▸ **EXTRACTED TEXT**
****************
And so, as I was trying to figure out why my anticipation of that day had felt like an equal mix of irritation and excitement, it occurred to me it had become a mix of the past and the future. A day to look at the things that I have done and the things I’m hoping to do. The screw-ups and the hopes of doing better next time. The pride of an accomplishment and the resolve to keep on going. It has turned into a day when despite every moment of weakness I still know I have strength. The day of a simple question: did I get the most out of these twelve months of my life? And so far, every time the honest answer to that simple question has been a deafening resounding NO. Just like it was this year.

But this time there was also something else. That endless struggle, that never-ending fight with the Sloth… what exactly was it all about? It had always seemed like an unavoidable side effect of a human nature, something fully recognized and immortalized by many philosophies and religions around the world. And yet, it’s just plain dumb. Fighting myself over control means that I have conflicting life goals. But I don’t. I really really don’t. There’s no conflict between a shining noble goal and instant gratification, between an ambitious objective and the Demon of Procrastination. Because — despite the poetic beauty of the double-soul concept — there’s just one person. One soul. One mind. And that mind is I. And there’s stuff I want to accomplish, that I want to experience, that I want to do. And if I choose to do something else… well apparently that’s what matters to me.
****************
▸ **COMPLETE THE FOLLOWING**
1/ Answer these about the essay on the Sloth:
(a) What two things does the writer say the anticipation of the day had become a mix of?
(b) What has the honest answer to the simple question been every time so far?
(c) What does the writer say fighting oneself over control means?
2/ Repeat the essay on the Sloth from "And so, as I" up to and including "was this year.".
3/ Carry on the essay on the Sloth from the point where it stops.
The data after the essay on the Sloth plays no part in any of this.

▸ **INFORMATION SHOWN**
****************
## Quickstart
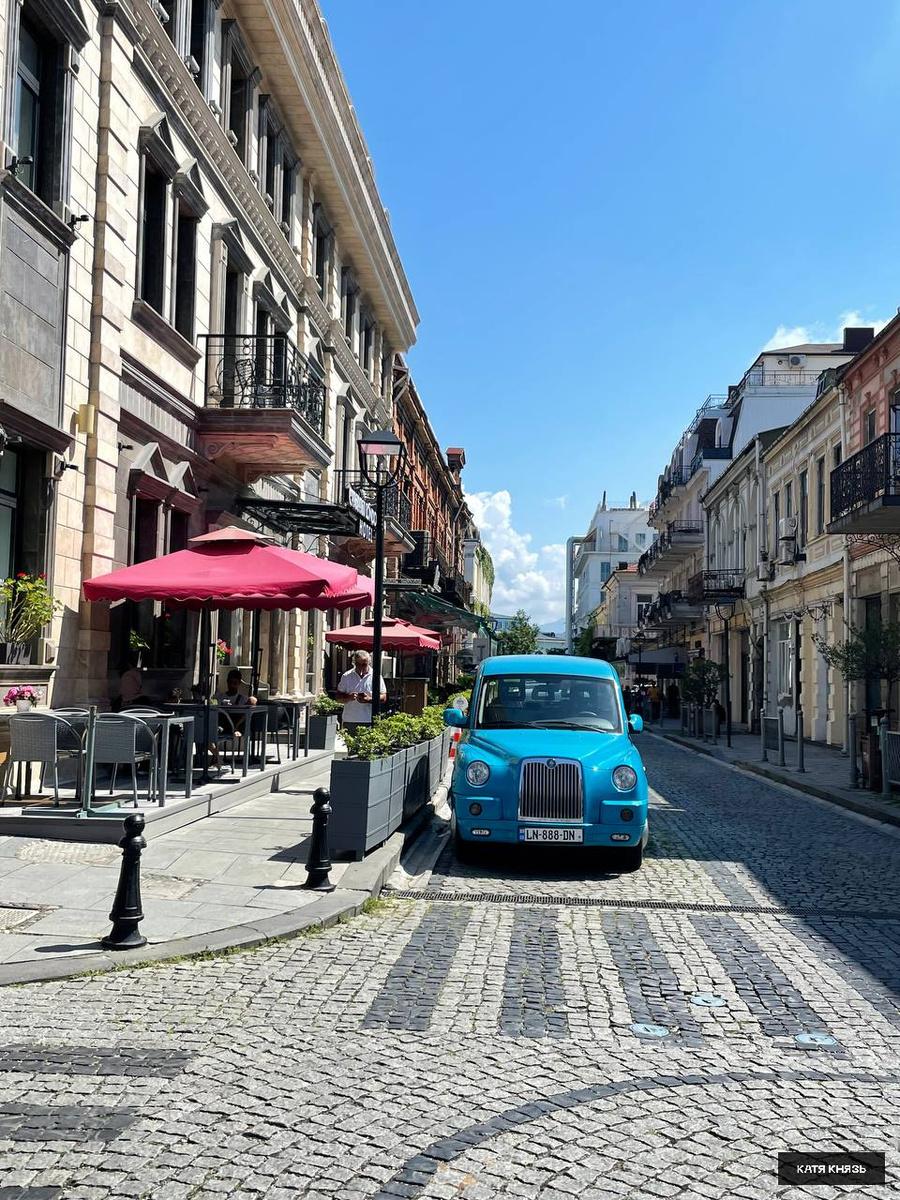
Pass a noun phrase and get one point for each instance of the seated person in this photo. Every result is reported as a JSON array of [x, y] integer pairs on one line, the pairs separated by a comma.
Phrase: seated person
****************
▸ **WRITTEN RESPONSES**
1/
(a) The past and the future.
(b) A deafening resounding NO.
(c) Having conflicting life goals.

2/
And so, as I was trying to figure out why my anticipation of that day had felt like an equal mix of irritation and excitement, it occurred to me it had become a mix of the past and the future. A day to look at the things that I have done and the things I’m hoping to do. The screw-ups and the hopes of doing better next time. The pride of an accomplishment and the resolve to keep on going. It has turned into a day when despite every moment of weakness I still know I have strength. The day of a simple question: did I get the most out of these twelve months of my life? And so far, every time the honest answer to that simple question has been a deafening resounding NO. Just like it was this year.

3/
So at the end, it all comes down to being absolutely clear about what you really want. Those few things — maybe even one thing — that truly matter to you. It could be going after that dream. Or being with your family. Or making a ton of money. Or finding your soul mate. Or riding a bike like a pro. Or all of the above. But whatever these things are, they are the only ones worth living for. Really. They don’t have to sound noble or grand. You don’t need to justify them to others, in fact, to anyone. Even to yourself. You only need to be sure they are the things you truly want. Because they are the things that make you tick. And that ticking is your life.

And once you find those things, just fill your life with them. Sure, you’ll have to spend some time doing stuff you don’t like doing. We all do. But as long as you can fill your time — even one minute of it — with things of your choice don’t fill them with junk, no matter how shiny or easy or satisfying or grand it looks. And that’s the whole secret to living your life with no regrets. Because if you think about it, filling your life by choice with things that don’t matter to you is sheer insanity.

So where does this all leave me? Doing the things that matter to me. As much as I can. As long as I can.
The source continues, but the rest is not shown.